- **Data in this exercise**

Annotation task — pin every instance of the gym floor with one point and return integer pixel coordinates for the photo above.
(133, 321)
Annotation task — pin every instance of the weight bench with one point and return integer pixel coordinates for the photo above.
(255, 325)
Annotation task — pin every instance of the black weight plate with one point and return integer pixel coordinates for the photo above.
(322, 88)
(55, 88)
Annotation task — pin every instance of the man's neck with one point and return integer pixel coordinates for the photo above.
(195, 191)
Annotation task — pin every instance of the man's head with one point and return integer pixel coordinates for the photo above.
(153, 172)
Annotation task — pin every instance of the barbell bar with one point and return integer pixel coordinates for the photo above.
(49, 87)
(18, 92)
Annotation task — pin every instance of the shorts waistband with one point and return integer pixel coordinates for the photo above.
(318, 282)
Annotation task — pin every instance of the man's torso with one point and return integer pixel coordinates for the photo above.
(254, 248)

- **Goal of the exercise**
Please lay out the material as a JSON list of strings, one string per line, starting at the line that contains "Annotation task — pin every instance of the man's torso" and continuing through the end of the material. Leave out any blank lines.

- **Written solution**
[
  "Annotation task — pin every instance of the man's torso with one point and return integer pixel coordinates for the photo above.",
  "(254, 248)"
]